───── Data to process

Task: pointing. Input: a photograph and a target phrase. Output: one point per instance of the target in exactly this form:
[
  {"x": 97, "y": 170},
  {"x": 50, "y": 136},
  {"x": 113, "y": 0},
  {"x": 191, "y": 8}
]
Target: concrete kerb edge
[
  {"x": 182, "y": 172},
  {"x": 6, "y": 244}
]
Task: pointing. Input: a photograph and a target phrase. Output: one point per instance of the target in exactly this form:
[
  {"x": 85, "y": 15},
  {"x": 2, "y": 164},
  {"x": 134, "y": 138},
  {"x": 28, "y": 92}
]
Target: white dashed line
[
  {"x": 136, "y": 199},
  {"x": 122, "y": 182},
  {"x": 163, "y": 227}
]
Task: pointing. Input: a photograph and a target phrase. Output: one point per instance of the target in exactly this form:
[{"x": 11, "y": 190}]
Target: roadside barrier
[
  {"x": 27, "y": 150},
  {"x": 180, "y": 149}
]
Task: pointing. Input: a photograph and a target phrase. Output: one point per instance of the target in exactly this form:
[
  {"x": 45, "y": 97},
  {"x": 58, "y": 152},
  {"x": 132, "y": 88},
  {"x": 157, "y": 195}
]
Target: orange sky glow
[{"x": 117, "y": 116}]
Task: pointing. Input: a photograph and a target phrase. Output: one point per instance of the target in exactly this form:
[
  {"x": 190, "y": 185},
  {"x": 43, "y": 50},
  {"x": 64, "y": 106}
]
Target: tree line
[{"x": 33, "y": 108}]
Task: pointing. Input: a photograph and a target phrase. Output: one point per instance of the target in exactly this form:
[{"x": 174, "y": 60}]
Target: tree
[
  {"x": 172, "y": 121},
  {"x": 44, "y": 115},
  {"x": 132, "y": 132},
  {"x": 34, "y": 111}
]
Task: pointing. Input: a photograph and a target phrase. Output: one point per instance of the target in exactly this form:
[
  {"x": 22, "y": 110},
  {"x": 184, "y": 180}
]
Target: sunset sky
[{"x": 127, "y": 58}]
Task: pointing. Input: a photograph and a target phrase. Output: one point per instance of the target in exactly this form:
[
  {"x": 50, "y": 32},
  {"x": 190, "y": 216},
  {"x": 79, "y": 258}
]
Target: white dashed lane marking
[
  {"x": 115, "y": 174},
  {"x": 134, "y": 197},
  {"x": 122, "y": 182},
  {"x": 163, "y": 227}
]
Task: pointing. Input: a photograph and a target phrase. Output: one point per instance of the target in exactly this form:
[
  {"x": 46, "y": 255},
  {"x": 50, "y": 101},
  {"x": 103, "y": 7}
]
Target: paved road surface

──────────

**What you have to do**:
Would you please copy out every line of the data exactly?

**Solved exercise**:
Task: pointing. Input: a photograph and a target phrase. Output: one point per instance of the target in exactly this form:
[
  {"x": 97, "y": 170},
  {"x": 50, "y": 136},
  {"x": 113, "y": 0},
  {"x": 191, "y": 8}
]
Target: concrete kerb edge
[
  {"x": 182, "y": 172},
  {"x": 6, "y": 244}
]
Task: pointing. Input: a photograph and a target phrase. Output: one point per instance of the target in exactly this form:
[
  {"x": 85, "y": 15},
  {"x": 2, "y": 164},
  {"x": 134, "y": 138},
  {"x": 28, "y": 92}
]
Target: white dashed line
[
  {"x": 136, "y": 199},
  {"x": 122, "y": 182},
  {"x": 163, "y": 227}
]
Task: pointing. Input: a photograph and a target phrase. Output: one point per instance of the target in exactly this form:
[{"x": 11, "y": 190}]
Target: roadside barrier
[
  {"x": 27, "y": 150},
  {"x": 180, "y": 149}
]
Task: pointing. Input: a photograph and a target phrase. Output: one point per instance of the target in exactly this form:
[
  {"x": 45, "y": 97},
  {"x": 58, "y": 152},
  {"x": 132, "y": 88},
  {"x": 157, "y": 195}
]
Target: orange sky glow
[{"x": 117, "y": 116}]
Task: pointing. Input: a photograph and a target phrase. Output: one point per instance of the target in exactly this form:
[
  {"x": 190, "y": 185},
  {"x": 43, "y": 50},
  {"x": 64, "y": 106}
]
Target: tree line
[{"x": 33, "y": 108}]
Task: pointing. Input: a photograph and a target phrase. Output: one point per instance of the target in exactly this form:
[{"x": 174, "y": 60}]
Target: tree
[
  {"x": 172, "y": 121},
  {"x": 44, "y": 115},
  {"x": 132, "y": 132},
  {"x": 34, "y": 111}
]
Task: pointing. Input: a photograph and a target phrase. Output: one point per instance of the target in exactly this form:
[
  {"x": 22, "y": 110},
  {"x": 184, "y": 180}
]
Target: sunset sky
[{"x": 127, "y": 58}]
Task: pointing. Input: a photograph and a target phrase. Output: one point per instance of the target in exactly this form:
[
  {"x": 50, "y": 32},
  {"x": 190, "y": 216},
  {"x": 79, "y": 258}
]
Target: white dashed lane marking
[
  {"x": 115, "y": 174},
  {"x": 134, "y": 197},
  {"x": 122, "y": 182},
  {"x": 163, "y": 227}
]
Task: pointing. Input: a photograph and a target phrase. Output: one point per instance of the target in exactly this form:
[
  {"x": 46, "y": 255},
  {"x": 50, "y": 101},
  {"x": 103, "y": 7}
]
Target: paved road surface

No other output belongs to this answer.